• Exercise goal:
Copy out every line of the items below, requests included, and offset each polygon coordinate in the answers by adding 125 to it.

• Dataset extract:
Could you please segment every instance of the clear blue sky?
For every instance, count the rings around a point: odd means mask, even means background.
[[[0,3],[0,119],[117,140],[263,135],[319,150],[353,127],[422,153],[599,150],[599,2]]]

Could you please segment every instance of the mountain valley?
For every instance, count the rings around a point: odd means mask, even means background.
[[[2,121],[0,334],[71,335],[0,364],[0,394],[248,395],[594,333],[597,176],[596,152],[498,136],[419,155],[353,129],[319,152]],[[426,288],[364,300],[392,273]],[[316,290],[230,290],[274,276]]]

• Final result:
Could you please segment every instance of the clear blue sky?
For every instance, count the rings around a point: odd means mask, even means background.
[[[125,128],[125,244],[242,265],[388,260],[444,275],[478,252],[547,278],[724,275],[724,127]]]

Could you please segment every instance of the mountain valley?
For every instance, count the rings around a point: odd means mask, even means background.
[[[127,246],[125,459],[196,460],[125,489],[125,519],[373,520],[719,458],[722,301],[721,277],[623,261],[544,280],[478,254],[444,277]],[[551,413],[489,425],[517,398]],[[441,415],[355,415],[399,401]]]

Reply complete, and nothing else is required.